Dataset entries
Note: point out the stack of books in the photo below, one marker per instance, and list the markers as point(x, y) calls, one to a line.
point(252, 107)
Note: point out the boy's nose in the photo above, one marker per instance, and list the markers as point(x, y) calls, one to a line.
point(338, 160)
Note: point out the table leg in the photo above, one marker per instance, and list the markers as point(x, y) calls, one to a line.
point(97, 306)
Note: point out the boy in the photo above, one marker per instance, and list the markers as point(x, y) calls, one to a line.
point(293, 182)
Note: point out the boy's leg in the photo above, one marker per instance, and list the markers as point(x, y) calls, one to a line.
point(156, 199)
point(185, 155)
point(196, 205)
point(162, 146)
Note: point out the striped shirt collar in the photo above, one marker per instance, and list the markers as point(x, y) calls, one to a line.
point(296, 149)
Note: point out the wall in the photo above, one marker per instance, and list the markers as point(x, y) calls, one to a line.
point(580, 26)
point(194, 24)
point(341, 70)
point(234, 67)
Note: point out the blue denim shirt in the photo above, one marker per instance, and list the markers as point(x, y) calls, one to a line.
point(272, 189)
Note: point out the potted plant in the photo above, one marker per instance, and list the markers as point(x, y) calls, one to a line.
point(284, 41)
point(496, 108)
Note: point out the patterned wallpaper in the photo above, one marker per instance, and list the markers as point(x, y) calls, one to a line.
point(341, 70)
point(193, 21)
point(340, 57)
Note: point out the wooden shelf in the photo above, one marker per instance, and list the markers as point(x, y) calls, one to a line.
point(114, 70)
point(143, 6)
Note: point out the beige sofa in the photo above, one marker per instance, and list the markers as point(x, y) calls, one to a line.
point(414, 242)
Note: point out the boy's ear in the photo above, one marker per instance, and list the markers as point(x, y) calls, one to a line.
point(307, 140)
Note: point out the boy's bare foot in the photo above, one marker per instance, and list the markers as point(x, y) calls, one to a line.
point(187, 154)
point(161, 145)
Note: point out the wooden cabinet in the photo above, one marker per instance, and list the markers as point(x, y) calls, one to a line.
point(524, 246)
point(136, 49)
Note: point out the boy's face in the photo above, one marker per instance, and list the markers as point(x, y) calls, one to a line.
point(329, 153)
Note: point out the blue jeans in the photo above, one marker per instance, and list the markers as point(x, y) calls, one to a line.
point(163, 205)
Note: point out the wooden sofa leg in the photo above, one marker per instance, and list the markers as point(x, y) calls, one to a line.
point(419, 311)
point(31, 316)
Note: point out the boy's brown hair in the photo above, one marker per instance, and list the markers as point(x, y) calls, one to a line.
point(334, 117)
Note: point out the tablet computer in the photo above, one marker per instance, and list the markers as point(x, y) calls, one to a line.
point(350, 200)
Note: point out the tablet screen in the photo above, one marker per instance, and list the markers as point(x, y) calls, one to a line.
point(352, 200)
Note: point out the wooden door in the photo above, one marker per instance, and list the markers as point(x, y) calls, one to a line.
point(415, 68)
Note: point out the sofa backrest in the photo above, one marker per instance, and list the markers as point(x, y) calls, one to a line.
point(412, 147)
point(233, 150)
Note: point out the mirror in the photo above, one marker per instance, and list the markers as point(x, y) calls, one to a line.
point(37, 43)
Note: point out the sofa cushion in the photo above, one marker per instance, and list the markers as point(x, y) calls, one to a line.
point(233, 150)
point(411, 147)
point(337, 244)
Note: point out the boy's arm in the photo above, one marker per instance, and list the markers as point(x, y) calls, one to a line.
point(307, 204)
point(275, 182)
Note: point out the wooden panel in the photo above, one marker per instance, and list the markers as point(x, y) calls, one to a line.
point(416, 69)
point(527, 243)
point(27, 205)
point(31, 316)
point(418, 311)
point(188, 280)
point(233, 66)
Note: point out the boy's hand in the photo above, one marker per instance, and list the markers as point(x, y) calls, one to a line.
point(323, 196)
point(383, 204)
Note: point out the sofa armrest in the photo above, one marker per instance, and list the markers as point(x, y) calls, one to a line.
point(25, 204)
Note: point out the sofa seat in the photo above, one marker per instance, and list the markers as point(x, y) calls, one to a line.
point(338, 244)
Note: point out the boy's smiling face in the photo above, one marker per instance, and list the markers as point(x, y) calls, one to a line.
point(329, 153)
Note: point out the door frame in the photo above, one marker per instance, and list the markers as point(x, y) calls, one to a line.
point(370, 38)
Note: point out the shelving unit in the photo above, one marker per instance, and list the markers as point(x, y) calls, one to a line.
---
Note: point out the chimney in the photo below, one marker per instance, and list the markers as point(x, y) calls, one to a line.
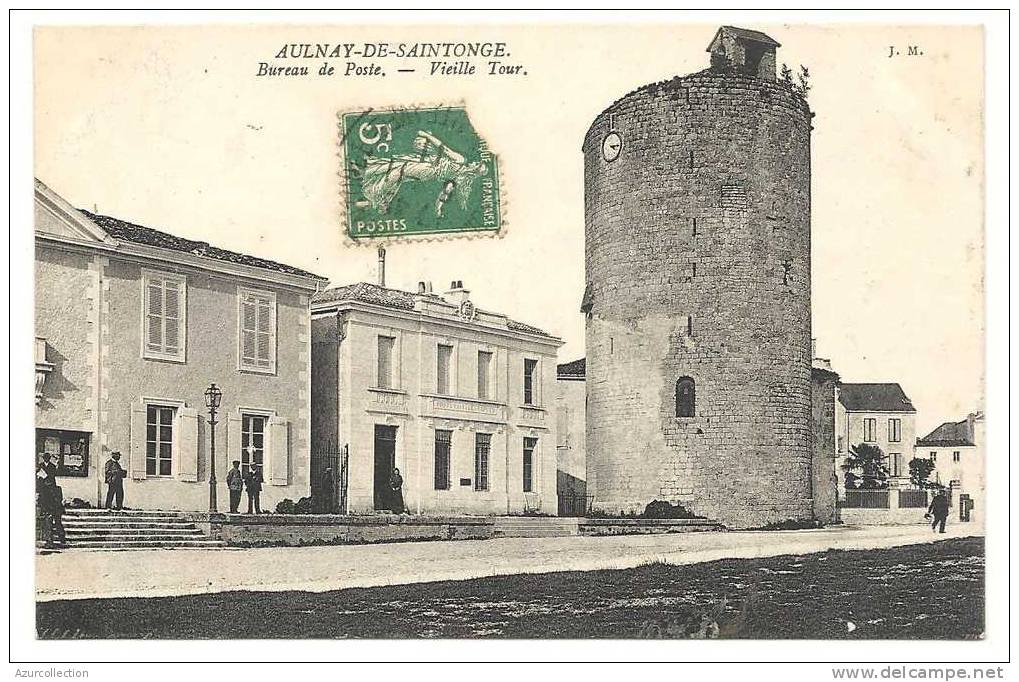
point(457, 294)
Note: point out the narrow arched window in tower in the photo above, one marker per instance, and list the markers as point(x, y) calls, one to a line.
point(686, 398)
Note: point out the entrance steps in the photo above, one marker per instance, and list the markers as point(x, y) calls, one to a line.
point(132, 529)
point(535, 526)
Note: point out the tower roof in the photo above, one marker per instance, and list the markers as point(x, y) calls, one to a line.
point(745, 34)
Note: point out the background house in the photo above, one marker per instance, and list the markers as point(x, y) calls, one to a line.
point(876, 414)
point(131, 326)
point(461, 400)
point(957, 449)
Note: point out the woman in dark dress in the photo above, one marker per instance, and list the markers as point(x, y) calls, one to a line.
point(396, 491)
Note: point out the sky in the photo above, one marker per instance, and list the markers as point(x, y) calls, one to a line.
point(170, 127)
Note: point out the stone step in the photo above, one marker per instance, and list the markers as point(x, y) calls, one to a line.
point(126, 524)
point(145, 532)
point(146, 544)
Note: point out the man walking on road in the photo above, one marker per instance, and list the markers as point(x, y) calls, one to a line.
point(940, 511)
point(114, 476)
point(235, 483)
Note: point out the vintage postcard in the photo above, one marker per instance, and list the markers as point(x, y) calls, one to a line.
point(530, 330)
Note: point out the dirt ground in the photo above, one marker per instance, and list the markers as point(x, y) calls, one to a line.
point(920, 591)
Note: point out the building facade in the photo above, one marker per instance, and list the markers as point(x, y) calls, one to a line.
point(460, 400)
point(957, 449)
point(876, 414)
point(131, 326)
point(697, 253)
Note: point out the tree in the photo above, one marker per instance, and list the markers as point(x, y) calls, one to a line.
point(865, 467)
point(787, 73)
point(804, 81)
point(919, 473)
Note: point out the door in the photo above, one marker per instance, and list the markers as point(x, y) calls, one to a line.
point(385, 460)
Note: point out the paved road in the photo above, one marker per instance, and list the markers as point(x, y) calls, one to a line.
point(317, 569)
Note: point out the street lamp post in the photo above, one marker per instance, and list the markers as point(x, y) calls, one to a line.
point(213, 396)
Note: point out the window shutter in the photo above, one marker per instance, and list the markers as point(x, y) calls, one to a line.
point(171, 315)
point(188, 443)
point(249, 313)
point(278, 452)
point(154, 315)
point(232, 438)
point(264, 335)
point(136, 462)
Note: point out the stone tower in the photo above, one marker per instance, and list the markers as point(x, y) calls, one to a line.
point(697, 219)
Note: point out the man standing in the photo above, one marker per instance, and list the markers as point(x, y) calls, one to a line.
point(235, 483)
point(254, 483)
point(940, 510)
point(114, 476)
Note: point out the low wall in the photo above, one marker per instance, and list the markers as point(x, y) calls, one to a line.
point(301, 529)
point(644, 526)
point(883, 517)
--
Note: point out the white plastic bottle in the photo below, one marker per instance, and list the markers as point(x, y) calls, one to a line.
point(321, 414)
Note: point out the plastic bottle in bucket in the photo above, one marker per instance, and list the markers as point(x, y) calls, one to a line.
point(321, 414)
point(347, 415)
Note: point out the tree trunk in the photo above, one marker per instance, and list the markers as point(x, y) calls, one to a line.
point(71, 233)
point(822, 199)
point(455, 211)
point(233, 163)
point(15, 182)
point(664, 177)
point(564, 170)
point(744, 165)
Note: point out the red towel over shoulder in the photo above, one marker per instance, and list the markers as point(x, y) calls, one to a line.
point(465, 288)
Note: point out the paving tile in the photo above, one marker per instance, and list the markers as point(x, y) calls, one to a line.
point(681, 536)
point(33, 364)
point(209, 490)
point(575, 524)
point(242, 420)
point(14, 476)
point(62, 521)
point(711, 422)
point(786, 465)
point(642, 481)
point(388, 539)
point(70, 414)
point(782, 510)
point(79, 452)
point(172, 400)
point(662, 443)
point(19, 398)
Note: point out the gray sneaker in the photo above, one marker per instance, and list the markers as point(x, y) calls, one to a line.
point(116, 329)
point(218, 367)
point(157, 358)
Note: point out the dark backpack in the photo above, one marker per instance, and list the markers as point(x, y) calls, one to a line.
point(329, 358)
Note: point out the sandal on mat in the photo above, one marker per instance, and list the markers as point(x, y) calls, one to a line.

* DIRECTIONS FOR THIS TASK
Out of the data above, set down the lines from the one with "Note: point out the boy's smiling" to the one with "Note: point out the shelving", both included, exactly as written and with no additions.

* YOUR RESPONSE
Note: point out the boy's smiling face in the photo above, one marker per instance, and list the markers as point(x, y) calls, one to a line.
point(329, 153)
Note: point out the door frame in the photo above, one marker per instance, and list the markers as point(x, y) calls, one to a line.
point(370, 38)
Note: point out the shelving unit in the photo above, one marker per instance, and list the markers as point(x, y) calls, one to a line.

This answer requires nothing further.